▶ **Dataset entries**
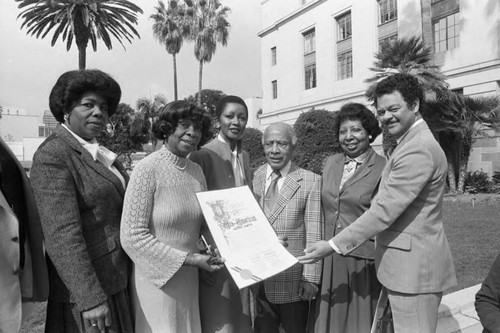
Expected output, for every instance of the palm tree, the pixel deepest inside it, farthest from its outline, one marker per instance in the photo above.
(409, 55)
(209, 27)
(169, 28)
(81, 20)
(148, 109)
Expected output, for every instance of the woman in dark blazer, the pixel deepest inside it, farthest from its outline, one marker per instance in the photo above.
(79, 189)
(350, 289)
(223, 308)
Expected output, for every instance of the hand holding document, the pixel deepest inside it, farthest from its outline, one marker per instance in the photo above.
(243, 235)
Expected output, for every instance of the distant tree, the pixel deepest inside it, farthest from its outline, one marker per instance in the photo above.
(209, 27)
(456, 122)
(169, 27)
(252, 143)
(149, 108)
(209, 100)
(316, 139)
(125, 134)
(81, 20)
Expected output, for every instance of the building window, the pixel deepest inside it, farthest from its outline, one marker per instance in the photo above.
(447, 33)
(386, 40)
(344, 65)
(310, 59)
(388, 10)
(344, 26)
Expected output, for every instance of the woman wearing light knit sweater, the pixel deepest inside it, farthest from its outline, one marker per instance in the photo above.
(161, 224)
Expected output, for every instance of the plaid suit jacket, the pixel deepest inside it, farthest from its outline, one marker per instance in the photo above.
(297, 215)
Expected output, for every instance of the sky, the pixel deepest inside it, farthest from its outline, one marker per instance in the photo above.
(29, 67)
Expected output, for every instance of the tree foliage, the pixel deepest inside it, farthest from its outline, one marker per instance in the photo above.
(315, 139)
(81, 21)
(408, 55)
(169, 27)
(252, 143)
(209, 27)
(125, 134)
(209, 100)
(149, 108)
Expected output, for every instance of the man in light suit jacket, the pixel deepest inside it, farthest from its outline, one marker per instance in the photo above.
(23, 272)
(412, 255)
(295, 214)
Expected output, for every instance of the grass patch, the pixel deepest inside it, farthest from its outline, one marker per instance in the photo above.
(472, 226)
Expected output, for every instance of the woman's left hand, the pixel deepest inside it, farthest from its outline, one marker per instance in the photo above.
(98, 317)
(316, 252)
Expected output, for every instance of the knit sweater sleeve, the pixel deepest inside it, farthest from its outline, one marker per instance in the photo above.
(156, 260)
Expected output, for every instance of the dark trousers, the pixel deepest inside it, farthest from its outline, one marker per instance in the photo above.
(269, 316)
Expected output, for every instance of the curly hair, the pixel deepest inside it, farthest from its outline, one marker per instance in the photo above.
(407, 85)
(170, 114)
(226, 100)
(70, 87)
(357, 111)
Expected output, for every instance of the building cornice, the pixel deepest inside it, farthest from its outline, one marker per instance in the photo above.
(301, 107)
(275, 26)
(479, 67)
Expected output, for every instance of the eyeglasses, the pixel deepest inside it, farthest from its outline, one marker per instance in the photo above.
(280, 144)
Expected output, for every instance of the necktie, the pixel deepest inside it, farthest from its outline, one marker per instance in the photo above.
(272, 193)
(239, 178)
(101, 154)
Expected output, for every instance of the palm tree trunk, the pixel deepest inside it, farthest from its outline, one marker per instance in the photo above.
(425, 6)
(82, 57)
(462, 168)
(199, 82)
(175, 77)
(452, 183)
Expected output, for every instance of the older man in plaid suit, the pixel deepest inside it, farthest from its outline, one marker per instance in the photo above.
(291, 199)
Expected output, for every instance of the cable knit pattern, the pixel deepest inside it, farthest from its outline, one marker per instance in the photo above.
(161, 217)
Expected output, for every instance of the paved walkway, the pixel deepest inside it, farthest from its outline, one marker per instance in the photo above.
(457, 312)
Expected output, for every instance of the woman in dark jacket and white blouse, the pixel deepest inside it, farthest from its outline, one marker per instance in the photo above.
(79, 188)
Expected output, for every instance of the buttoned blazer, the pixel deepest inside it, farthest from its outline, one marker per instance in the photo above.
(215, 161)
(412, 254)
(30, 281)
(80, 203)
(343, 206)
(297, 214)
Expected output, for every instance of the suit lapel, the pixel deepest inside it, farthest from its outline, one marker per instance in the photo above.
(290, 185)
(89, 160)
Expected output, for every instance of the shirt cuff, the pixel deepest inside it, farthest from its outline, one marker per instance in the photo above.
(334, 247)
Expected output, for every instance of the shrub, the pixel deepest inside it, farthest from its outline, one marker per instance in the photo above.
(316, 139)
(478, 182)
(252, 143)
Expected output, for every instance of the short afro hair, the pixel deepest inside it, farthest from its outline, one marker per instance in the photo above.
(170, 114)
(357, 111)
(226, 100)
(70, 87)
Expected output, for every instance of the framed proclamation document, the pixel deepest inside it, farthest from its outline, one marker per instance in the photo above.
(243, 235)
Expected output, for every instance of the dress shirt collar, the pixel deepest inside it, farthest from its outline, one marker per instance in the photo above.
(418, 121)
(284, 171)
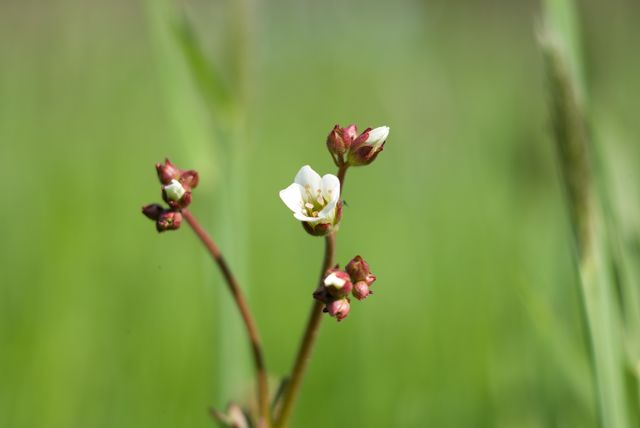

▶ **WORK REQUEST**
Would you please repeat each record exactly? Leave the pictures out.

▶ **RESULT BELOW**
Expected output, for every instance of the palm tree, the pixel deepest inside it, farthest from its outline, one marker per instance in the photo above.
(409, 55)
(209, 27)
(169, 28)
(81, 20)
(148, 109)
Expected output, for every instance of the woman in dark blazer, the pixel deepest inside it, farthest from its outline, one marker per instance in the photo above.
(79, 189)
(350, 289)
(223, 308)
Expected output, for every instance of the hand holding document, the pixel deepest inside it, farthest from its outline, one marker per instance in the photo above.
(243, 235)
Expected output, for every instance of the distant tree, the pixel deepest inside it, farthest from its outline, one marker per instance in the photo above.
(209, 27)
(456, 122)
(169, 27)
(252, 143)
(149, 108)
(209, 100)
(316, 139)
(125, 134)
(81, 20)
Expected output, for every instance of the building window, the pixel deepest inside it, farthest from its outline, one marker per instance in the photo above.
(447, 33)
(386, 40)
(344, 65)
(310, 59)
(388, 10)
(344, 26)
Expected output, for every instance of the woman wearing light knit sweater, the pixel deepest inside it, farthest from its outline, one marker per instance in the photo above.
(161, 224)
Expected output, for every instance of the plaid suit jacket, the pixel deepest inside it, farthest from its outline, one marker per instance in the photo above.
(297, 215)
Expected output, for every instance of the sky, the pixel deepest inside it, farthest from its outline, one marker per instance in the photo above.
(29, 67)
Expected output, for every instance of the tree foliage, the pixel deepest inside it, farthest from its outline, one marker per instance in the photo above.
(315, 139)
(81, 21)
(408, 55)
(169, 27)
(252, 143)
(209, 27)
(125, 134)
(209, 100)
(149, 108)
Expected output, for every instance of the man in light suit jacket, the pixel deepest inside it, farthest from its outline, one marker per instance in the photo above.
(23, 272)
(412, 255)
(295, 214)
Expected output, for every instance of the grass patch, the pixel deepest inside it, farthest from its outline, one marker per instance in the photo above.
(472, 226)
Expected output, for every instance of the woman's left hand, the pixel deepest inside it, farthest from its outline, one marker per instance in the photo above.
(98, 317)
(316, 252)
Expected output, for every instance of the knit sweater sleeve, the pixel deepest inside it, farthest from its outline, one marker per instance in the photo above.
(156, 260)
Expected output, for every instance of the dark trousers, the pixel deepest inside it, farthest from its outline, one marker per instance in the photo above.
(269, 316)
Expected output, for every instance of the curly hair, the pixel deepest inside it, farthest from its outline, one marker per instance in the photo above.
(407, 85)
(170, 114)
(226, 100)
(70, 87)
(357, 111)
Expected output, for every instance of the building cornice, the pixel deepest inside it, farthest from its outline, one marker per instance in the photo above.
(301, 107)
(275, 26)
(479, 67)
Expected output, for every instance of the eyeglasses, the pixel deepest inside it, farthest from its outline, one marker per instance in the photo above.
(280, 144)
Expected output, for every instance of the necktie, the pixel deepest inside it, farthest from its outline, one marker per instance in the photo above.
(272, 193)
(239, 178)
(101, 154)
Expected output, for every instance of the palm tree trunk, the pixel deepest inside it, farthest from its outline, one marker per instance in the photo above.
(425, 6)
(82, 57)
(462, 168)
(199, 82)
(175, 77)
(452, 183)
Expected output, for every instance of the older man in plaid suit, the pixel deepest inside it, farthest from its outline, one marker per instance in the photo above.
(291, 199)
Expected output, for every instance of the cable knit pattern, the pixel deepest inside it, farthest from its outline, one marker per instance in the photo above.
(161, 217)
Expected output, for every instance of the paved walkway, the pixel deepest inside it, farthest from its outline, one marker per instance in the photo above.
(457, 312)
Expected output, for every instance of the woman in dark jacket and white blouse, the pixel deepest inside it, farthest from its outline, one marker per instance in the photo above.
(79, 188)
Expected output, for every instance of the buttoned blazer, the pixel deepest inside it, farthest from its outline, one marker per instance in the photo above.
(215, 161)
(412, 254)
(30, 281)
(80, 203)
(343, 206)
(297, 214)
Expected output, for every instance of the suit lapel, the pixel deepest inside it, farthest from its outline, one marker per instance in the photo above.
(290, 185)
(89, 160)
Expected output, for every instance of the shirt cuff, the pixel deepest inside it, farthest from its outline, one marker per instance in the photo above.
(334, 247)
Expected output, for every instance of the shrub, the pixel deepest inside it, farthest from its outline, one marker per instance in the photo above.
(316, 139)
(478, 182)
(252, 143)
Expected output, for every instance of the short afro hair, the pixel deepest inside it, farthest from its outline, one marker per instance in the photo above.
(170, 114)
(357, 111)
(226, 100)
(70, 87)
Expected output, for every instance of the framed proclamation document, the pixel deepest inside it, farthest from its outline, one marker per instance in the photo above.
(243, 235)
Expected output, for every instance of the dress shirt collar, the pixel deepest inside it, farthest from its outline, one marker per instance in the photo above.
(418, 121)
(284, 171)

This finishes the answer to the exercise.